→ **Work instruction**: How many lines of the material below contain the string "positive"? Answer with the number alone.

→ **Input records**:
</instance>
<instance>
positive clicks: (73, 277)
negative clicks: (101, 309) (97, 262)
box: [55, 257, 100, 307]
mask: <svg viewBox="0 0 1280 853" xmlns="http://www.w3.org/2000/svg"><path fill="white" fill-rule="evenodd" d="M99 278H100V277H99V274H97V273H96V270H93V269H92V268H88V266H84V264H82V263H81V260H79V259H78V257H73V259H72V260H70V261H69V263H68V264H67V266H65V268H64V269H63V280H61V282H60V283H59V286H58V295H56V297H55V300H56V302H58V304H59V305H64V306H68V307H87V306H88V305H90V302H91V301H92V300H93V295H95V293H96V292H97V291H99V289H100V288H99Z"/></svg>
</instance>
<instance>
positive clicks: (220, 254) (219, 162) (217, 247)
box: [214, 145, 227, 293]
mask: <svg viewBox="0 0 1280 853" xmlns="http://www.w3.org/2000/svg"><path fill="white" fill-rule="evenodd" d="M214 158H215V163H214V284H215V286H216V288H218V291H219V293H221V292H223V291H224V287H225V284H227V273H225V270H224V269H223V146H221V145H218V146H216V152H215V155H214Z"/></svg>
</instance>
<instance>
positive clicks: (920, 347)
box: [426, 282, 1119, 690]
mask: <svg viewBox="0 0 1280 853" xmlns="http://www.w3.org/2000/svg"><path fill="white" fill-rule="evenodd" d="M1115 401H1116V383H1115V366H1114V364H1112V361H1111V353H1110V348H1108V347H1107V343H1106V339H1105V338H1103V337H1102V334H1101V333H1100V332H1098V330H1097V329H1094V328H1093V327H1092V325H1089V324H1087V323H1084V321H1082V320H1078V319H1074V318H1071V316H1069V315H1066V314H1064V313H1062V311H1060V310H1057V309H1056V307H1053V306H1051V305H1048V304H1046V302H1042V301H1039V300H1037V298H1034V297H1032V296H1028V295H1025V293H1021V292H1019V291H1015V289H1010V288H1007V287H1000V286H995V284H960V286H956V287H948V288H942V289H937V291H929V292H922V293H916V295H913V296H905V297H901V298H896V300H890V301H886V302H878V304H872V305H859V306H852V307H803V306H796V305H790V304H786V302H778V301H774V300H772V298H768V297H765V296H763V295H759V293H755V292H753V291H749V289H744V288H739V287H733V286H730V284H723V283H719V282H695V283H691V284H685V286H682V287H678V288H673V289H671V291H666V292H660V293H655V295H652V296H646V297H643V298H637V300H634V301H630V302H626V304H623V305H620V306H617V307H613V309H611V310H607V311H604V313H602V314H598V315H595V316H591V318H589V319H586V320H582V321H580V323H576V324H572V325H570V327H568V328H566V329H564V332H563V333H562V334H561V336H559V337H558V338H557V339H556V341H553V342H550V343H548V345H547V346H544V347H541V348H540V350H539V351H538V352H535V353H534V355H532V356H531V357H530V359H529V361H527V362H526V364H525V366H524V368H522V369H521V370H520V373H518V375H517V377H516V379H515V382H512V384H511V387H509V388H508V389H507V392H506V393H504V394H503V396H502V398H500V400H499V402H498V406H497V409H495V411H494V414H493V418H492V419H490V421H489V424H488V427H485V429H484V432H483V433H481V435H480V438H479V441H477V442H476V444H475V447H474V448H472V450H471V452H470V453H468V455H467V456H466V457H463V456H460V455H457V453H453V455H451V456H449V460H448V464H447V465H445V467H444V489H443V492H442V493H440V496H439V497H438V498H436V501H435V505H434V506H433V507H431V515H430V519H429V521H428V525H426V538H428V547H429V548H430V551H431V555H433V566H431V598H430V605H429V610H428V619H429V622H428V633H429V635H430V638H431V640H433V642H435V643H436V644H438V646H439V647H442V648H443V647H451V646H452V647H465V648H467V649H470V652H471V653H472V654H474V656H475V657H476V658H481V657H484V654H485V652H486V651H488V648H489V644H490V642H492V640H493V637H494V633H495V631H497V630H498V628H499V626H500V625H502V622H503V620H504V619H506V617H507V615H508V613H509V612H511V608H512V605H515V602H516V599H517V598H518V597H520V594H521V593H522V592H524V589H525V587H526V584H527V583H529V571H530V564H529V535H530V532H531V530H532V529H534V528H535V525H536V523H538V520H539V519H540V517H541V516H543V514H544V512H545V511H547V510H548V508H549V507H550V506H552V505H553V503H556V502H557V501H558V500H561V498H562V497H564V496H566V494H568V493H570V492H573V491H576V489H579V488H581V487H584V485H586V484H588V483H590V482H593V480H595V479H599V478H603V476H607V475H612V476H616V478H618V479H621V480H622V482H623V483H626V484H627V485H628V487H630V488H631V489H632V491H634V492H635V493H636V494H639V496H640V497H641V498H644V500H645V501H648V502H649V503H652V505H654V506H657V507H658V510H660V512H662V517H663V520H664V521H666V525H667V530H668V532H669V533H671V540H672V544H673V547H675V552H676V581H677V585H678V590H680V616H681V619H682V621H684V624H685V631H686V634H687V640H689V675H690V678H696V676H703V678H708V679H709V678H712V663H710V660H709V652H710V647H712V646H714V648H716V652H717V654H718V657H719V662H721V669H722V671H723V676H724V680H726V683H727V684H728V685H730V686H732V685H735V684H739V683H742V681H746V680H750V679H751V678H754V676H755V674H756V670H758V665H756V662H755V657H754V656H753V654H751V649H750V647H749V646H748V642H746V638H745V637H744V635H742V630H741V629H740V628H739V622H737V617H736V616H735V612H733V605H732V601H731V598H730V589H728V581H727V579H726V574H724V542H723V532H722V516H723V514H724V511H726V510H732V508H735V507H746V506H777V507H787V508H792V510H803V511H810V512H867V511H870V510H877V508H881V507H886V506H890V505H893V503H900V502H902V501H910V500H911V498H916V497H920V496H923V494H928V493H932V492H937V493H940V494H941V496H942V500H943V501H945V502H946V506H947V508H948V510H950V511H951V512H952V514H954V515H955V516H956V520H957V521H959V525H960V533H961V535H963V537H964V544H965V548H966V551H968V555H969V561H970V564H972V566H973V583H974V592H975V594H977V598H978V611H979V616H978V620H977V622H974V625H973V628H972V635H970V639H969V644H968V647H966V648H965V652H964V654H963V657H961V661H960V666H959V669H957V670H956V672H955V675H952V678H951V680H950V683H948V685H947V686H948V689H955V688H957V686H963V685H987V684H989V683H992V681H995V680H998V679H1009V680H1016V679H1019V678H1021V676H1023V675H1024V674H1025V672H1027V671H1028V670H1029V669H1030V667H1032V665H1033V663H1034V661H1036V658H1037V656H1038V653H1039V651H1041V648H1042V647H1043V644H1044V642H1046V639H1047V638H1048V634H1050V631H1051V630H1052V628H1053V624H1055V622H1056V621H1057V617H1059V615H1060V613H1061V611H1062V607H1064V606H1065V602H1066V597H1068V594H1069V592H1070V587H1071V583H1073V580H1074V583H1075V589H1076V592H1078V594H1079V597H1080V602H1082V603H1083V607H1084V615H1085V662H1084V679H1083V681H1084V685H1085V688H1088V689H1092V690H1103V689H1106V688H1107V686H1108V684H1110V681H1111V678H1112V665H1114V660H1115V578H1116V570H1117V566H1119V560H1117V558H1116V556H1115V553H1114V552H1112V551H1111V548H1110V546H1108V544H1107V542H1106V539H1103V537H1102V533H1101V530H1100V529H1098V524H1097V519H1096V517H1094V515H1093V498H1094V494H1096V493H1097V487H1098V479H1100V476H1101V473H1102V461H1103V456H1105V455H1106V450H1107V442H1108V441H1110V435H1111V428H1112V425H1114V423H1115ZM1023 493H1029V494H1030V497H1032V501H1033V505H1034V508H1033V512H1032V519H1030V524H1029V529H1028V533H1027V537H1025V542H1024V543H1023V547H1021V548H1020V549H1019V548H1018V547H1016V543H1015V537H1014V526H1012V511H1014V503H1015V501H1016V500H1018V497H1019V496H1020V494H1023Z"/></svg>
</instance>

→ **Problem solution**: 3